The exercise
Reproduce the records below verbatim, from the line containing "Request = tag one keypoint per instance of the white blaze" through the end of the records.

---------- Data supplied

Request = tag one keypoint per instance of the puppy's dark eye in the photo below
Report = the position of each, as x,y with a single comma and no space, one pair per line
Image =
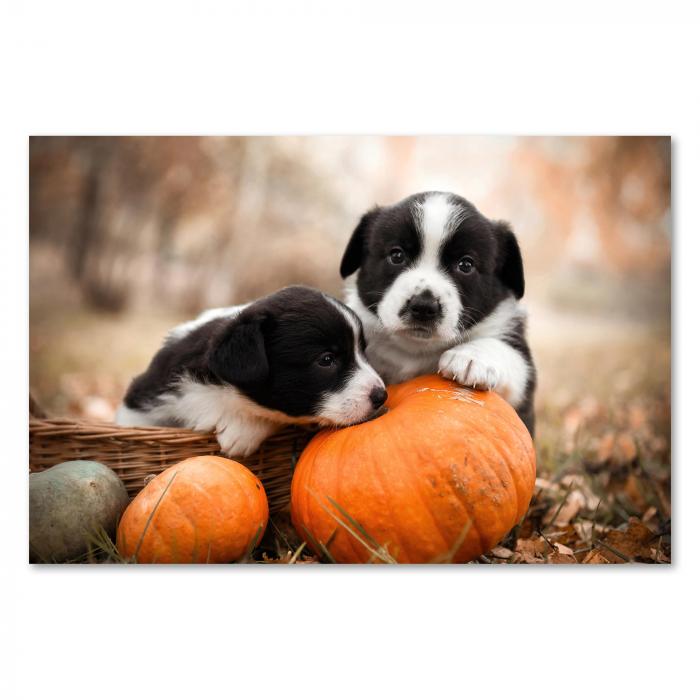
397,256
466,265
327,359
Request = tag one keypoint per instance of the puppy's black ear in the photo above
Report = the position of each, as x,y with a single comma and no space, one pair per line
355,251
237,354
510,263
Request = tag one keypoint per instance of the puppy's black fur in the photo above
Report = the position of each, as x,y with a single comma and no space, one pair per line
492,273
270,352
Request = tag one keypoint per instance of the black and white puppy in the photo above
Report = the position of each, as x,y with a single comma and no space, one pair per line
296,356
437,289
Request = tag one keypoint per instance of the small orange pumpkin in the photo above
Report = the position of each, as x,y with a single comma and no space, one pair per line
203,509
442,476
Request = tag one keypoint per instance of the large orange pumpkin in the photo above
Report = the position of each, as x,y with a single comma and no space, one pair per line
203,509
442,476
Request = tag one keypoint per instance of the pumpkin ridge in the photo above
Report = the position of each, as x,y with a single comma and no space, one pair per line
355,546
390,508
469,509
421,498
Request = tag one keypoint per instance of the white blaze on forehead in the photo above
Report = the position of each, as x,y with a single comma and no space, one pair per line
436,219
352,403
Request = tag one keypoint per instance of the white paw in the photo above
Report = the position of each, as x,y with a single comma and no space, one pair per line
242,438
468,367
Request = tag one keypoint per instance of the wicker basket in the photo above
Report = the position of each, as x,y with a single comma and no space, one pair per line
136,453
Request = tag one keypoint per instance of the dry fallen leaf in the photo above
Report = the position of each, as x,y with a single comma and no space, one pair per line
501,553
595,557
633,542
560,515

--------------------

Right answer
Request = tag one keypoint per instance of the white blaze on forehead in the photo above
Report = the position of each, as x,y with a single comma and no space, one pair per line
436,219
352,403
Request = tag one keypoint per instance of the white paw in the photo above
Report = the position of each, as x,y with a single comma and no space, one pair per line
242,438
468,367
Request = tag one keypoint per instance of the wicker basket in the photo above
Report = the position of each, as x,y with a single comma and no space, one pair per line
136,453
Request = tag one keypoint per instance of the dry fallen leaf in the photo above
Report = the position of each, as x,y with a single comma and no space, one pair per line
501,553
595,557
633,542
560,515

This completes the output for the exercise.